Requirements: Scale the point coordinates in the answers by 2.55, rounding each result to the nearest whole number with halves rounded up. Rewrite only the lines running from the line with "[point] every instance of the tree trunk" through the last line of the records, both ends included, and keep the requests as they are.

--- The data ---

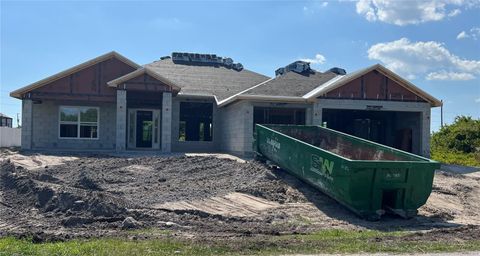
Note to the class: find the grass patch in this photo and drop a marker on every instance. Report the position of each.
(328, 241)
(455, 157)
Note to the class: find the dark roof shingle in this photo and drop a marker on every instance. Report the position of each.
(210, 79)
(292, 84)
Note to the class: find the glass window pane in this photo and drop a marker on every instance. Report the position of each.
(68, 130)
(88, 131)
(69, 114)
(88, 115)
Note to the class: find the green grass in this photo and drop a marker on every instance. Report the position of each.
(328, 241)
(453, 157)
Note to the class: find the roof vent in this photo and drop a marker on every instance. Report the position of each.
(228, 62)
(297, 67)
(279, 71)
(338, 71)
(237, 66)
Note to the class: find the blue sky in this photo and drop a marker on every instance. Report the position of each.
(434, 44)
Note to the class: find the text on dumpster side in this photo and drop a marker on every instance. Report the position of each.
(275, 144)
(321, 166)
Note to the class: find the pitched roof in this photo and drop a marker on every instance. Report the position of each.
(18, 93)
(342, 80)
(207, 80)
(292, 84)
(141, 71)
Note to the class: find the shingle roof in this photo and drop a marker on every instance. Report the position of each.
(292, 84)
(214, 80)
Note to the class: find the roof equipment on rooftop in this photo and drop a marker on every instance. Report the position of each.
(297, 67)
(338, 71)
(205, 59)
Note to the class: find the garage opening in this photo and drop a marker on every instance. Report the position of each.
(264, 115)
(396, 129)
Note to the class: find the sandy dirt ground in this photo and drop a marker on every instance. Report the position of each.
(58, 197)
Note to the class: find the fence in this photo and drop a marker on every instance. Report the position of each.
(10, 137)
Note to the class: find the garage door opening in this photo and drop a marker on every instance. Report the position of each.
(396, 129)
(262, 115)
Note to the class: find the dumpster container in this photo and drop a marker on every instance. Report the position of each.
(366, 177)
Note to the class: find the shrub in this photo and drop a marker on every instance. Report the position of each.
(458, 143)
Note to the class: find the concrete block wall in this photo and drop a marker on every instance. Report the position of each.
(194, 146)
(166, 124)
(236, 124)
(45, 127)
(121, 120)
(27, 111)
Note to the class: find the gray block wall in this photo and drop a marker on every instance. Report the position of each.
(45, 127)
(166, 124)
(236, 125)
(121, 121)
(26, 140)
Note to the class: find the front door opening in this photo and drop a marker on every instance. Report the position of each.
(144, 129)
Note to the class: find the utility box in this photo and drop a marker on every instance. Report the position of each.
(366, 177)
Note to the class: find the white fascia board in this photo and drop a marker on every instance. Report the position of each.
(234, 97)
(318, 91)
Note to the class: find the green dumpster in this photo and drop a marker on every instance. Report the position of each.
(366, 177)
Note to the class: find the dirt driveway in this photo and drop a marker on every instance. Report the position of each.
(61, 197)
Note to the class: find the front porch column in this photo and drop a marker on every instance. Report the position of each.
(425, 124)
(167, 122)
(121, 128)
(27, 111)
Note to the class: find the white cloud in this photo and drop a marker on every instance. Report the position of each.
(454, 13)
(444, 75)
(462, 35)
(314, 6)
(473, 33)
(403, 13)
(319, 59)
(430, 59)
(169, 24)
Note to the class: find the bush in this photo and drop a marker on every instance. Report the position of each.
(458, 143)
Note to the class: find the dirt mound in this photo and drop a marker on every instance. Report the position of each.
(197, 196)
(72, 206)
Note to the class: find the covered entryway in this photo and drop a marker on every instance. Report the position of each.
(144, 111)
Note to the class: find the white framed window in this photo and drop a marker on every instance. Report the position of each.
(78, 122)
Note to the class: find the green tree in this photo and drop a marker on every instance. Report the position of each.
(458, 143)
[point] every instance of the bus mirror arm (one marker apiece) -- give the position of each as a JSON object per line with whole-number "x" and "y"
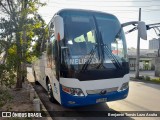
{"x": 141, "y": 26}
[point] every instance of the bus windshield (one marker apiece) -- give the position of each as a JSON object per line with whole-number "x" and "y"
{"x": 86, "y": 35}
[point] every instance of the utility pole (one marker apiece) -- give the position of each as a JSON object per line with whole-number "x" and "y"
{"x": 138, "y": 50}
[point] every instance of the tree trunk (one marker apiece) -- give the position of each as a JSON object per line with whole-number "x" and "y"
{"x": 19, "y": 65}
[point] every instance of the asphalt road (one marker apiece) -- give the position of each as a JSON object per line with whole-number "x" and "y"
{"x": 142, "y": 97}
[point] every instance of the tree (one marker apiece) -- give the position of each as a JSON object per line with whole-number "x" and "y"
{"x": 17, "y": 30}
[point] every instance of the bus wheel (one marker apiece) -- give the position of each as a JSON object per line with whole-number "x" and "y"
{"x": 35, "y": 79}
{"x": 50, "y": 92}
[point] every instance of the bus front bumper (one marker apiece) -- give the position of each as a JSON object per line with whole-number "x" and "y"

---

Answer to this task:
[point] every instance of the tree trunk (one marker apiece) -- give the position of each as a JSON object per line with whole-number "x" and "y"
{"x": 48, "y": 166}
[point] every instance of the asphalt road (one marker apiece) -- give the position of each as a JSON object per line with whole-number "x" and "y"
{"x": 362, "y": 247}
[point] every instance of the tree (one marker apiece) -- give the position of each as a JSON object per line with whole-number "x" and "y"
{"x": 43, "y": 77}
[point] every instance of the bus wheel (one marker apiece) -- give the position of each as a JSON object per line with whole-number "x" and "y"
{"x": 89, "y": 201}
{"x": 128, "y": 235}
[point] every instance of the bus front bumper (one marker apiece) -- give the position of each as a JSON object per line with whole-number "x" and "y"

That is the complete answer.